**Textauszug:**
"""

# PaPhV3 - P[A]ndemie Ph[A]ntom V3



## morph027 (25. Juli 2021)

Ich wollte auch schon immer mal einen Aufbauthread führen  Die anderen lesen sich immer spannend.

Wird sicher nicht ganz so spektakulär, da mit dem Rolling Chassis schon die meisten Teile gesetzt sind und ich auch sonst bei der Teileauswahl eher pragmatisch agiere statt derbe Bling Bling Teile zu nutzen. Noch dazu versuche ich im Fuhrpark immer recht ähnliche Komponenten zu fahren, das macht die Ersatzteilbeschaffung und den Tausch im Notfall einfacher.

Mein Titan macht unheimlich viel Spass und lässt sich sogar im flachen hier ganz gut treten, aber bügelt und panzert halt jeglichen Spass weg. Mal schauen, was dieses neumodische Downcountry so kann 

Erstes Bild:

DMR Vault Pedale


----------



## morph027 (25. Juli 2021)

So, die Pedale müssen ja auch irgendwo ran. Zum Glück hat BC jetzt immer so viel Kram mit Werkstattverpackung im Angebot.

Truvativ Stylo DUB





Das Stahlblatt erst mal mit einem Eagle Alu Blatt ersetzt, da ist mir die Gewichtsstrafe doch zu hoch bei den Stahlblättern. Meine Alu (vor allem die Superstar) halten bis jetzt auch alle ewig.


----------



## MTB-News.de




----------



## morph027 (26. Juli 2021)

DUB Innenlager von SRAM waren gerade irgendwie in jedem Shop ausverkauft, daher eine Alternative ohne die Bank auszurauben.

BBB DUB Innenlager:


----------



## GrazerTourer (26. Juli 2021)

ich schau da öfter rein! weiter machen!


----------



## morph027 (26. Juli 2021)

Na aber gern doch  Im MTBR Forum fahren auch einige die Kombi Titan + Phantom, scheint was dran zu sein (hier ja auch @Sasse82 und @MX-Bubu).

Kleinteile für die Gabel. Auch wenn ich jetzt endlich nach zig Jahren so ein Krallentool zum einschlagen habe, ich musste bei bike24 die 100€ für versandkostenfrei vollmachen, daher so eine Klemme:





Die Standrohre mögen keinen Dreck:





Ich bin auf die 34er gespannt. Eigentlich wäre mir ja eine Pike lieber, aber die 34 ist halt dabei und sicher nicht schlecht. Und Wartungs/Ersatzteile gibt's ja mittlerweile auch für Endverbraucher zu kaufen.


----------



## morph027 (27. Juli 2021)

Guten Morgen.

"""

**Aufgabe 1:** Ändere im Forumsthread zum Radaufbau „Fuhrpark“ in „Radbestand“ und gib den Abschnitt ab der Stelle mit „Ich wollte auch“ bis einschließlich „im Notfall einfacher.“ erneut aus.
**Aufgabe 2:** Wie viele Zeilen der Datensätze enthalten die Zeichenfolge „green“? Beachte dabei Groß- und Kleinschreibung und nenne nur die Zahl.

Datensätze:

"""

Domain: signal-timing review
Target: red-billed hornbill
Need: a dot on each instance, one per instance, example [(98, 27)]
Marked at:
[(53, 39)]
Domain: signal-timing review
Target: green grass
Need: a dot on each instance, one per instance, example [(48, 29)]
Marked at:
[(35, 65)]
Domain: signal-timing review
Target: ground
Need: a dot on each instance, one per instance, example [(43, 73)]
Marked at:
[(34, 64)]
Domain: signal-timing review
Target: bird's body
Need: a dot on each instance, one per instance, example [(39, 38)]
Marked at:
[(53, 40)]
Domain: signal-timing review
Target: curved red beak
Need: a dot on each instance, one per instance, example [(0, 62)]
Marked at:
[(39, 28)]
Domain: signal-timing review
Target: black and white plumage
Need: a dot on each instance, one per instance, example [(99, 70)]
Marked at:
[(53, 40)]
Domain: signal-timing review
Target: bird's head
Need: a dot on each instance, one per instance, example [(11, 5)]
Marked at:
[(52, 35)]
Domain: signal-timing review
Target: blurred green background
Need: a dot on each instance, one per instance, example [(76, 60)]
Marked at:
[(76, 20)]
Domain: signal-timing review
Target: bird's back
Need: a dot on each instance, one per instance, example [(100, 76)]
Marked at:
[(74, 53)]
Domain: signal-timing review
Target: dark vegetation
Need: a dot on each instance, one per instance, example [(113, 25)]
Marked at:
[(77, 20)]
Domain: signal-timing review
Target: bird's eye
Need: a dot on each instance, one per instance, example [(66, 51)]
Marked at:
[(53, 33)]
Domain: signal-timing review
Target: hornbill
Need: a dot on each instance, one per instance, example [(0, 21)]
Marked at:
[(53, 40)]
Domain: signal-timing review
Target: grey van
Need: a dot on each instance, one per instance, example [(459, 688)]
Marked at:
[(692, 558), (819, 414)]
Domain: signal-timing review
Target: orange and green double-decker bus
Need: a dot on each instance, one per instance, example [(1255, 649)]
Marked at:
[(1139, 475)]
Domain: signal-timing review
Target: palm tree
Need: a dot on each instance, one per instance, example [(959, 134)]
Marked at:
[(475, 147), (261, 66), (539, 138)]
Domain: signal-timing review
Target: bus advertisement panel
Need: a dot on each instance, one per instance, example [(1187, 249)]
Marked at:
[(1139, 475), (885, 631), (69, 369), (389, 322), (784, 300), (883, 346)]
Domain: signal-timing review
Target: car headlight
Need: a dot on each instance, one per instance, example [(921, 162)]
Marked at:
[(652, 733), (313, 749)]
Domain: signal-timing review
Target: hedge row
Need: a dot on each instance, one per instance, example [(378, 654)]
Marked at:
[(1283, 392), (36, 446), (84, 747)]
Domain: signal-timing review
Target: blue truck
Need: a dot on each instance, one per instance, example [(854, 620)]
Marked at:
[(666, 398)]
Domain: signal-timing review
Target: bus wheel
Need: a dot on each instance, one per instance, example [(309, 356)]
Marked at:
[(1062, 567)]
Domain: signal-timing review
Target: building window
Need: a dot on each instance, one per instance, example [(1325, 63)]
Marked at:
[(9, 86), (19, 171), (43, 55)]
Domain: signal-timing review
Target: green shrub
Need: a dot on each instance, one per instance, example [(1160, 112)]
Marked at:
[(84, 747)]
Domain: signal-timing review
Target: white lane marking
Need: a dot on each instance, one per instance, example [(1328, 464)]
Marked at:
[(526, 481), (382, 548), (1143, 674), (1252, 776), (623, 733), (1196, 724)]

"""

**Vollständige Antwort 1:**
Ich wollte auch schon immer mal einen Aufbauthread führen  Die anderen lesen sich immer spannend.

Wird sicher nicht ganz so spektakulär, da mit dem Rolling Chassis schon die meisten Teile gesetzt sind und ich auch sonst bei der Teileauswahl eher pragmatisch agiere statt derbe Bling Bling Teile zu nutzen. Noch dazu versuche ich im Radbestand immer recht ähnliche Komponenten zu fahren, das macht die Ersatzteilbeschaffung und den Tausch im Notfall einfacher.

**Vollständige Antwort 2:** 4